● Directions
An accurate, complete copy of the records below is required.

Stored data entries
● ● ● ● ●

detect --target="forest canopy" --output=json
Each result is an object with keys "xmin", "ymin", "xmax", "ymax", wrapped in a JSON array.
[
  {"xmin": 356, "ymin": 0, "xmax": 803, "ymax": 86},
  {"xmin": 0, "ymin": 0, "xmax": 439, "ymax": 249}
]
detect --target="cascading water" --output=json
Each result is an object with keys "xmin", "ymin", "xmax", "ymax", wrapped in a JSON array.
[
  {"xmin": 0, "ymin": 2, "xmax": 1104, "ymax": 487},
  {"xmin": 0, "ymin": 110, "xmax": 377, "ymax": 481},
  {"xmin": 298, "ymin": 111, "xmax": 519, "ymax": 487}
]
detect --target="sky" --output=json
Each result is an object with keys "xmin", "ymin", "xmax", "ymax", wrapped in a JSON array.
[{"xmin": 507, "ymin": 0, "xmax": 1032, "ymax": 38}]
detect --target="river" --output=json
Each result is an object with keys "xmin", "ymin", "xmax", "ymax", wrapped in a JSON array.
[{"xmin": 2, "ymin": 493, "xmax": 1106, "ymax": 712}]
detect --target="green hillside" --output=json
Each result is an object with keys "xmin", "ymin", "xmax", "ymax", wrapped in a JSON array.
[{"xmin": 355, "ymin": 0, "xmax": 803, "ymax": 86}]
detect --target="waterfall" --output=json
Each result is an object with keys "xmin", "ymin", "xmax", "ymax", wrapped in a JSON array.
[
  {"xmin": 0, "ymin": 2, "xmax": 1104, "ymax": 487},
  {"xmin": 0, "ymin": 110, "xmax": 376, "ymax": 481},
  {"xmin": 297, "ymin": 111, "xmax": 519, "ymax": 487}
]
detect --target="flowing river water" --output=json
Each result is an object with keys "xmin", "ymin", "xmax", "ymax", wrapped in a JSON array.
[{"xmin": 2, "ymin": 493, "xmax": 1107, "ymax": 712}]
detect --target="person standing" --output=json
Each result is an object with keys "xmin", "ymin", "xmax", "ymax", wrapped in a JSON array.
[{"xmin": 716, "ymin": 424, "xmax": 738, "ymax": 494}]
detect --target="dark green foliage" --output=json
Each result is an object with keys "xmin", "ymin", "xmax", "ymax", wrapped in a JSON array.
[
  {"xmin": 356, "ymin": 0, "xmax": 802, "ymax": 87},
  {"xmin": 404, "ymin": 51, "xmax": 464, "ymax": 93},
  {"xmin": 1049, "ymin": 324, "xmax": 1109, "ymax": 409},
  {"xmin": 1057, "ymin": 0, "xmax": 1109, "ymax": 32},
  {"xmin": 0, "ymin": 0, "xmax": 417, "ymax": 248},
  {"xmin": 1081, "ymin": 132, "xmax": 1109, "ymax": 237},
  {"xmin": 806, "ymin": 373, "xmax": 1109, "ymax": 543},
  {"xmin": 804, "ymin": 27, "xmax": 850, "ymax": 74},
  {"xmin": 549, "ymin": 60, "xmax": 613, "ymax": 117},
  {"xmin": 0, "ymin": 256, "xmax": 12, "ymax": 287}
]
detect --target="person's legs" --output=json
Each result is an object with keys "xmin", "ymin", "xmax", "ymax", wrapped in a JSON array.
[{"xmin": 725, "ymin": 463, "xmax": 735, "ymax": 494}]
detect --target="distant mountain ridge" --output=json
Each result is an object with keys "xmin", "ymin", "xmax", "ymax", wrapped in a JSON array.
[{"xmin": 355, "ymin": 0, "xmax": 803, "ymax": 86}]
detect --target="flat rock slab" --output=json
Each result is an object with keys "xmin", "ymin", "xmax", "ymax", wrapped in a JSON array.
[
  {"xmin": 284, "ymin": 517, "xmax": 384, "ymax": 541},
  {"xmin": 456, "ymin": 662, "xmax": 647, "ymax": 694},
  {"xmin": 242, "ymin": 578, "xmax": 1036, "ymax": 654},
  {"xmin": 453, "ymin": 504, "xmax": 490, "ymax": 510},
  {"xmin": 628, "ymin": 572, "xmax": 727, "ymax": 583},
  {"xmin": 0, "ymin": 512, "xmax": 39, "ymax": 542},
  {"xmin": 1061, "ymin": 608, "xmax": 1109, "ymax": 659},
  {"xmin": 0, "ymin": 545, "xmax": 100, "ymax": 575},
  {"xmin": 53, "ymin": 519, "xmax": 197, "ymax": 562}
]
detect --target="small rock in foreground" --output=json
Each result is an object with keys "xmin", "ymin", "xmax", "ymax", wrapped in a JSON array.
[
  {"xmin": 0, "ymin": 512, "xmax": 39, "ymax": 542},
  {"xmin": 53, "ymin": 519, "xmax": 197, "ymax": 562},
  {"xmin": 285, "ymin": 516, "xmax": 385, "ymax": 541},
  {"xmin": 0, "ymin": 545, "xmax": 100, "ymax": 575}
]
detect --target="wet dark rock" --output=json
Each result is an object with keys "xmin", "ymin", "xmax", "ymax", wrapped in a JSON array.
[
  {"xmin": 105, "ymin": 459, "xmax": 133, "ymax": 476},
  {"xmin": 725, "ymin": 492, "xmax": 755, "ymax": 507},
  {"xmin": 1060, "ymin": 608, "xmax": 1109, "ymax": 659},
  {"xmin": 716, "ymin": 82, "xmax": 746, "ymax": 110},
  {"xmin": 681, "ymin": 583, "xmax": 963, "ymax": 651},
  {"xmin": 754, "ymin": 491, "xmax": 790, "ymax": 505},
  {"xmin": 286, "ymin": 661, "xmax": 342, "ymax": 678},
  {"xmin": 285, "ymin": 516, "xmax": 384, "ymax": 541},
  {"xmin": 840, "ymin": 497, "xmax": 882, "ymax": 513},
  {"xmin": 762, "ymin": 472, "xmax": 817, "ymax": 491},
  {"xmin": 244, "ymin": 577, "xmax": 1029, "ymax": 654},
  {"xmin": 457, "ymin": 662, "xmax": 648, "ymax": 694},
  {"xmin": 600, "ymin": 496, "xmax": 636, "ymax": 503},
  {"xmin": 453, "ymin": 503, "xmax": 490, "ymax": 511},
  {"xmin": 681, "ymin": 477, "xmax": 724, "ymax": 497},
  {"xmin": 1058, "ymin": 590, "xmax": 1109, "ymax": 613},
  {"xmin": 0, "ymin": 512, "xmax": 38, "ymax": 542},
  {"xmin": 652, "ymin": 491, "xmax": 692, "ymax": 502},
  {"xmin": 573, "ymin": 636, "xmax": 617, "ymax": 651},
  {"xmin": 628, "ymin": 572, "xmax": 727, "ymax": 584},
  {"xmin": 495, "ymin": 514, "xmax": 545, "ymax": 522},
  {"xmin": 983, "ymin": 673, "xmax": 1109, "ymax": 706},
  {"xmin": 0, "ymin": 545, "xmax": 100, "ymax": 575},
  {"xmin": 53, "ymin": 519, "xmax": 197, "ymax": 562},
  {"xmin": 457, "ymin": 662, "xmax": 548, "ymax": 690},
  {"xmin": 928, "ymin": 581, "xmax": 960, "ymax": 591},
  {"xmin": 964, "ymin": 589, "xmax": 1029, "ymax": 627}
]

● ● ● ● ●

● Result of the task
detect --target="forest canopy" --output=json
Each result is an object with keys "xmin", "ymin", "xmax", "ymax", wrapped in a JSON array.
[
  {"xmin": 356, "ymin": 0, "xmax": 803, "ymax": 86},
  {"xmin": 0, "ymin": 0, "xmax": 439, "ymax": 249}
]
detect --target="cascading water" --output=json
Each result is an object with keys "xmin", "ymin", "xmax", "ymax", wrapped in a JSON array.
[
  {"xmin": 0, "ymin": 2, "xmax": 1104, "ymax": 487},
  {"xmin": 0, "ymin": 110, "xmax": 377, "ymax": 481},
  {"xmin": 298, "ymin": 111, "xmax": 519, "ymax": 487}
]
detect --target="sky" --output=json
Each result is an object with keys "xmin", "ymin", "xmax", "ymax", wrapped in a JSON array.
[{"xmin": 507, "ymin": 0, "xmax": 1032, "ymax": 38}]
detect --target="river" --output=json
Each result is an object with keys "xmin", "ymin", "xmax", "ymax", wrapped in a JSON array.
[{"xmin": 2, "ymin": 493, "xmax": 1106, "ymax": 712}]
detect --target="green hillside" --output=json
Each result is an object with keys "xmin", "ymin", "xmax", "ymax", wrapped in a JSON array.
[{"xmin": 355, "ymin": 0, "xmax": 803, "ymax": 86}]
detect --target="waterfall" --output=json
Each result is an object with keys "xmin", "ymin", "xmax", "ymax", wrapped in a JSON array.
[
  {"xmin": 0, "ymin": 2, "xmax": 1104, "ymax": 487},
  {"xmin": 0, "ymin": 110, "xmax": 376, "ymax": 481},
  {"xmin": 297, "ymin": 111, "xmax": 519, "ymax": 487}
]
detect --target="flowing river water" --output=json
Each result is an object with keys "xmin", "ymin", "xmax", "ymax", wrapped in a JSON array.
[{"xmin": 2, "ymin": 493, "xmax": 1107, "ymax": 712}]
detect --target="person standing" --output=json
Each result is an object with keys "xmin", "ymin", "xmax", "ymax", wrapped in a JSON array.
[{"xmin": 716, "ymin": 424, "xmax": 738, "ymax": 494}]
detect --target="dark green foliage" --output=json
Each result is an object with keys "xmin", "ymin", "xmax", "ymax", wrapped in a JSON array.
[
  {"xmin": 356, "ymin": 0, "xmax": 802, "ymax": 87},
  {"xmin": 404, "ymin": 51, "xmax": 464, "ymax": 93},
  {"xmin": 1049, "ymin": 324, "xmax": 1109, "ymax": 409},
  {"xmin": 1057, "ymin": 0, "xmax": 1109, "ymax": 32},
  {"xmin": 0, "ymin": 0, "xmax": 417, "ymax": 248},
  {"xmin": 1081, "ymin": 132, "xmax": 1109, "ymax": 237},
  {"xmin": 806, "ymin": 373, "xmax": 1109, "ymax": 543},
  {"xmin": 804, "ymin": 27, "xmax": 850, "ymax": 74},
  {"xmin": 549, "ymin": 60, "xmax": 613, "ymax": 117},
  {"xmin": 0, "ymin": 256, "xmax": 12, "ymax": 287}
]
detect --target="person's legs" --output=json
Each result is an object with keys "xmin", "ymin", "xmax", "ymax", wrapped in a JSON array.
[{"xmin": 725, "ymin": 463, "xmax": 735, "ymax": 494}]
detect --target="distant mountain ridge" --output=json
Each result is an object with keys "xmin", "ymin", "xmax", "ymax", wrapped in a JSON array.
[{"xmin": 355, "ymin": 0, "xmax": 803, "ymax": 86}]
detect --target="flat rock slab" --output=json
Each result is an object with keys "xmin", "ymin", "xmax", "ymax", wrapped in a JSON array.
[
  {"xmin": 284, "ymin": 517, "xmax": 384, "ymax": 541},
  {"xmin": 456, "ymin": 662, "xmax": 647, "ymax": 694},
  {"xmin": 242, "ymin": 578, "xmax": 1036, "ymax": 654},
  {"xmin": 453, "ymin": 504, "xmax": 490, "ymax": 510},
  {"xmin": 628, "ymin": 572, "xmax": 727, "ymax": 583},
  {"xmin": 0, "ymin": 512, "xmax": 39, "ymax": 542},
  {"xmin": 1061, "ymin": 608, "xmax": 1109, "ymax": 659},
  {"xmin": 0, "ymin": 545, "xmax": 100, "ymax": 575},
  {"xmin": 53, "ymin": 519, "xmax": 197, "ymax": 562}
]
detect --target="small rock in foreground" --output=json
Each result is an object with keys "xmin", "ymin", "xmax", "ymax", wrapped in a JSON array.
[
  {"xmin": 0, "ymin": 512, "xmax": 39, "ymax": 542},
  {"xmin": 53, "ymin": 519, "xmax": 197, "ymax": 562},
  {"xmin": 285, "ymin": 516, "xmax": 385, "ymax": 541},
  {"xmin": 0, "ymin": 545, "xmax": 100, "ymax": 575}
]
detect --target="wet dark rock" --output=json
Each result is an object with keys "xmin", "ymin", "xmax", "ymax", wrapped in a JSON array.
[
  {"xmin": 105, "ymin": 459, "xmax": 133, "ymax": 476},
  {"xmin": 725, "ymin": 492, "xmax": 755, "ymax": 507},
  {"xmin": 1060, "ymin": 608, "xmax": 1109, "ymax": 659},
  {"xmin": 716, "ymin": 82, "xmax": 746, "ymax": 110},
  {"xmin": 681, "ymin": 583, "xmax": 963, "ymax": 651},
  {"xmin": 754, "ymin": 491, "xmax": 790, "ymax": 505},
  {"xmin": 286, "ymin": 661, "xmax": 342, "ymax": 678},
  {"xmin": 285, "ymin": 516, "xmax": 384, "ymax": 541},
  {"xmin": 840, "ymin": 497, "xmax": 882, "ymax": 513},
  {"xmin": 762, "ymin": 472, "xmax": 817, "ymax": 491},
  {"xmin": 244, "ymin": 577, "xmax": 1029, "ymax": 654},
  {"xmin": 457, "ymin": 662, "xmax": 648, "ymax": 694},
  {"xmin": 600, "ymin": 496, "xmax": 636, "ymax": 503},
  {"xmin": 453, "ymin": 503, "xmax": 490, "ymax": 511},
  {"xmin": 681, "ymin": 477, "xmax": 724, "ymax": 497},
  {"xmin": 1058, "ymin": 590, "xmax": 1109, "ymax": 613},
  {"xmin": 0, "ymin": 512, "xmax": 38, "ymax": 542},
  {"xmin": 652, "ymin": 491, "xmax": 692, "ymax": 502},
  {"xmin": 573, "ymin": 636, "xmax": 617, "ymax": 651},
  {"xmin": 628, "ymin": 572, "xmax": 727, "ymax": 584},
  {"xmin": 495, "ymin": 514, "xmax": 545, "ymax": 522},
  {"xmin": 983, "ymin": 673, "xmax": 1109, "ymax": 706},
  {"xmin": 0, "ymin": 545, "xmax": 100, "ymax": 575},
  {"xmin": 53, "ymin": 519, "xmax": 197, "ymax": 562},
  {"xmin": 457, "ymin": 662, "xmax": 548, "ymax": 690},
  {"xmin": 928, "ymin": 581, "xmax": 960, "ymax": 591},
  {"xmin": 964, "ymin": 589, "xmax": 1029, "ymax": 627}
]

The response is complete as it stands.